Reading passage.
========

# Confronting a liar....



## fallen_angel

So, I've recently discovered that my husband has basically been lying to me since day 1.... I'm heart broken but I still love him and am willing to move on IF he accepts full responsibility for his lies and actions... problem is, that he usually blows things off. Like, "Okay, I lied, so what? Are we going to keep talking about it...?" 

It can go one of 3 ways I think. Way 1: that he is actually relieved, and doesn't have to lie any more...

Way 2: He gets mad at me, and wants to divorce....

Way 3: He says what he usually says, and blows it off...

This is way to big to just act like it didn't happen....

Has anyone else gone through this...??? Do you have a success story...? I know it wouldn't be the end of the world if we split.... He has lost my trust and it will take awhile to rebuild.... but I'm willing to work on it...

Please help...


----------



## DocHoliday

If you are still reading, my $0.02.

I have a long term marriage to a very deceptive/liar. Looks like an upstanding man (very respected) and HE BELEIVES he is "just a good guy" (who apparently makes mistakes)...

and the REAL problem is me "not getting over it." ...

========

Supplied information.
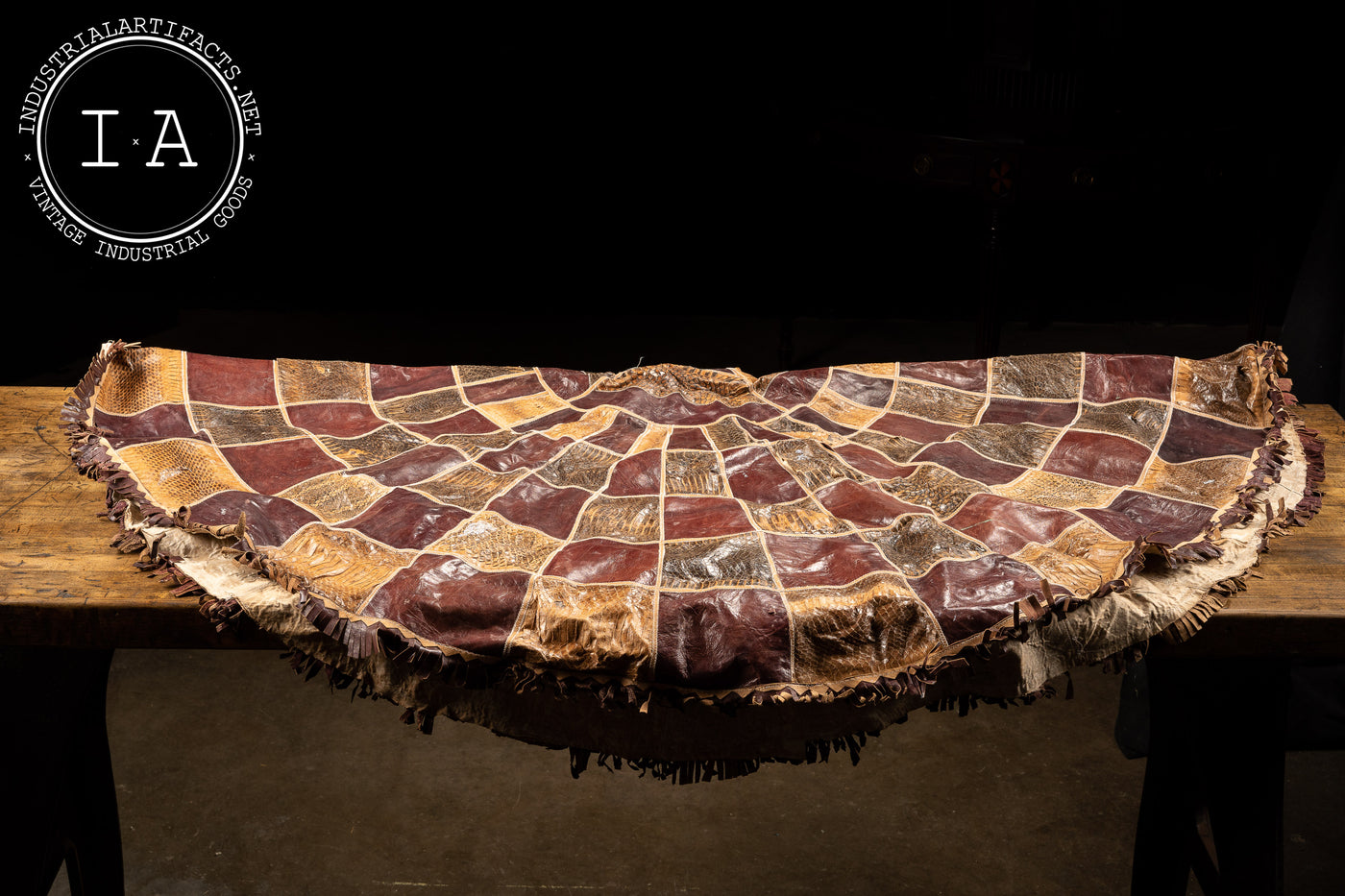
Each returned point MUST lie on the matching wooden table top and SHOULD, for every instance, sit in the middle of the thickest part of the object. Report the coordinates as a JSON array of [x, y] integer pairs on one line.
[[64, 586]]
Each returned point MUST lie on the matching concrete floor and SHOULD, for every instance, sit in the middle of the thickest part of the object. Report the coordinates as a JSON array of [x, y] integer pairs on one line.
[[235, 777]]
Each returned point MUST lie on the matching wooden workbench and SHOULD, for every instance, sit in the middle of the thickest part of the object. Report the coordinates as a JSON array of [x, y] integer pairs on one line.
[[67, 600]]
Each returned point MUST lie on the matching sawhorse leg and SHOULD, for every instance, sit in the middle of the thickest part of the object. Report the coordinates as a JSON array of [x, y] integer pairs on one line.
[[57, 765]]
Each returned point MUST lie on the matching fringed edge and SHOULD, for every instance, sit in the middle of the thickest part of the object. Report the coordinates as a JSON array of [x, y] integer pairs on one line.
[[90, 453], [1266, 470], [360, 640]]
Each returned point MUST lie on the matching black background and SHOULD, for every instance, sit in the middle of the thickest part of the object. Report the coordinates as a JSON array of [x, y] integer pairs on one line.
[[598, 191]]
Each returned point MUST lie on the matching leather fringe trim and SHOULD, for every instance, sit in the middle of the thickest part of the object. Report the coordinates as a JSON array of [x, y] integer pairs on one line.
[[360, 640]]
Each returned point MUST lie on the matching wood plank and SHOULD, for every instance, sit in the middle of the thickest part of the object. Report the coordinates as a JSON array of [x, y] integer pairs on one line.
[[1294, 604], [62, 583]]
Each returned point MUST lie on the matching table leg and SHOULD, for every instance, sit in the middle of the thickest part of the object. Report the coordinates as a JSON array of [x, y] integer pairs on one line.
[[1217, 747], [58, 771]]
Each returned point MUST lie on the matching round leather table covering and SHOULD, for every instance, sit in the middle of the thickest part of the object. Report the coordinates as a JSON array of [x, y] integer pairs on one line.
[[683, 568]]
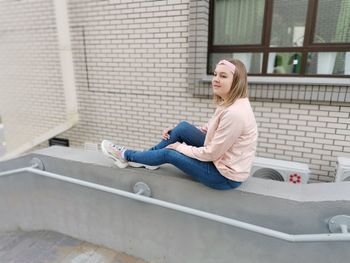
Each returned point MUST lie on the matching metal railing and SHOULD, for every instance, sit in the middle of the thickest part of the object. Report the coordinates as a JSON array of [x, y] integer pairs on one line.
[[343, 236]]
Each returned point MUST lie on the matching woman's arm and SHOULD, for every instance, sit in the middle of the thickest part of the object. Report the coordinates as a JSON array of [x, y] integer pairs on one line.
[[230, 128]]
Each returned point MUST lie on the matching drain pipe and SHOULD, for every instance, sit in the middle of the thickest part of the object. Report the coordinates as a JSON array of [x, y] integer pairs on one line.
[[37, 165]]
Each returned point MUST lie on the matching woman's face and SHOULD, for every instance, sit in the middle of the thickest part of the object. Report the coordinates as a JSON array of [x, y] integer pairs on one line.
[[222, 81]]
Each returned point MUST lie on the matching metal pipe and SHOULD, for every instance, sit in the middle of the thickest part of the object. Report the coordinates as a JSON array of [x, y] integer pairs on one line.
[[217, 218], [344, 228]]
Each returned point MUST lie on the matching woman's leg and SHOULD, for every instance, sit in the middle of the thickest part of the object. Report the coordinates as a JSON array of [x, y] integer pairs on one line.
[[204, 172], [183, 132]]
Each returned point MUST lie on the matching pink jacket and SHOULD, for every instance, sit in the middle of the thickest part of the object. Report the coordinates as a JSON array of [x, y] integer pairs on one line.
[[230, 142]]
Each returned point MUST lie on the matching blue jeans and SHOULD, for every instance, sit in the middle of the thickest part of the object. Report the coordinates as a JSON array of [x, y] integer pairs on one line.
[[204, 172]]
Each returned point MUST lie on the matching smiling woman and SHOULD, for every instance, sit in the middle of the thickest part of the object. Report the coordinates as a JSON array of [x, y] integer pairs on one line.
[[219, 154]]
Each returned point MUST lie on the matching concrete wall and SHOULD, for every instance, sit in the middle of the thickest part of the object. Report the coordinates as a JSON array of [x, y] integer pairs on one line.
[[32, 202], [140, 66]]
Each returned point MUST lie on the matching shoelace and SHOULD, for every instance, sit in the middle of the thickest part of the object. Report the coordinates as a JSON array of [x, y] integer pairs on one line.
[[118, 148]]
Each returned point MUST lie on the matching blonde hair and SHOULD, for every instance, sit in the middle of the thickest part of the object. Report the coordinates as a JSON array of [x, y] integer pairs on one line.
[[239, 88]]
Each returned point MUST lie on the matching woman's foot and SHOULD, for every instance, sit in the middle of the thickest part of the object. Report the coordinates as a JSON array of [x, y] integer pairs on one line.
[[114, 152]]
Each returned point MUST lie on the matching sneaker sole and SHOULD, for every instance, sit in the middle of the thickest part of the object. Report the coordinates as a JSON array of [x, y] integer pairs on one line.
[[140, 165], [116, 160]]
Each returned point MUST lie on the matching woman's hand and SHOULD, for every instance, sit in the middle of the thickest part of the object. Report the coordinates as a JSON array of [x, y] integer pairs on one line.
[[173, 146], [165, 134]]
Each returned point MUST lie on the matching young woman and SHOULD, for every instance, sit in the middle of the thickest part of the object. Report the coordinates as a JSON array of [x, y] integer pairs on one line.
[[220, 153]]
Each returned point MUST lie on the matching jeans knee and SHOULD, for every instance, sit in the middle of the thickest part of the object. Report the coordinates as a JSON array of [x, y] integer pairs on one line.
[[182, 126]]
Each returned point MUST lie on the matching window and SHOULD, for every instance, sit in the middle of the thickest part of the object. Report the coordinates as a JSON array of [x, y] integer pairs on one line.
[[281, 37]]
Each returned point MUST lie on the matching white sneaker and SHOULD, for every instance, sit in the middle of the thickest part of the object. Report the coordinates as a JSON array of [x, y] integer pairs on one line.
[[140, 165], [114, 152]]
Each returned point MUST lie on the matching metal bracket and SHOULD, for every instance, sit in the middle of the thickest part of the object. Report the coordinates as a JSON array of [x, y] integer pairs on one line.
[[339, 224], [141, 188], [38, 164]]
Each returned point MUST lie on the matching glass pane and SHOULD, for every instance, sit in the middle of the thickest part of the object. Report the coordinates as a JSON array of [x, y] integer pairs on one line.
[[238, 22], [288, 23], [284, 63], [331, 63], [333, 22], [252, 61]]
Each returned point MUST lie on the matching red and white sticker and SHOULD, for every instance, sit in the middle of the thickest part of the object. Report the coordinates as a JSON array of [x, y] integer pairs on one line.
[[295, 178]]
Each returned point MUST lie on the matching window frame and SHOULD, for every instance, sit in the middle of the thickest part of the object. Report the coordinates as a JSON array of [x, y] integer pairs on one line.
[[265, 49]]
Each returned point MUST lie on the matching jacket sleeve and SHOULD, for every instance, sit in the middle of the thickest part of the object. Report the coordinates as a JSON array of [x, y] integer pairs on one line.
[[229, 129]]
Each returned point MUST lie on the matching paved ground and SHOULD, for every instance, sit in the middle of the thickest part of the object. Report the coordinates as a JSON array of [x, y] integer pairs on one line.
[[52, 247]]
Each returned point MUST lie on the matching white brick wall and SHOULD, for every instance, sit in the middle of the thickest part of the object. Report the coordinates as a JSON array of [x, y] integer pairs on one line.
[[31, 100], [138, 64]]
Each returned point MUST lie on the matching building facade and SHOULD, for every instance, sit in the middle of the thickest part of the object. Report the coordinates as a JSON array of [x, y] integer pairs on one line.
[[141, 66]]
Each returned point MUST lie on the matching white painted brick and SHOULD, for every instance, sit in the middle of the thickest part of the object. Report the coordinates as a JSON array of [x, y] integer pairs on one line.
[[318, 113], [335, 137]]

========

Exercise. Carry on the thread on confronting a liar, picking up right after its last line. The items are separate material and have no connection to the thread on confronting a liar.

Answer below.
He also does not think it is "much of a big deal" and I should get over it and move on. I want to do that. too.

Man, do I wish it was just that easy.

At this point, it becomes about you. Do you think (in your heart of hearts) that you can get past this without being burnt by the memories?

It has been years and altho it gets better, I am finding that it never goes away (for me).

I admire people who get over things.....


----------



## DocHoliday

#1. If he was relieved that he does not have to lie anymore, why does he keep lying?

#2. This is cruel and gaslighting. (trying to put the blame for having a problem on you.) He is threatening you for calling him out on his stories.

#3. Wow. This really shows he will not take responsibility

What kinds of things is he lying about? (If you don't mind.)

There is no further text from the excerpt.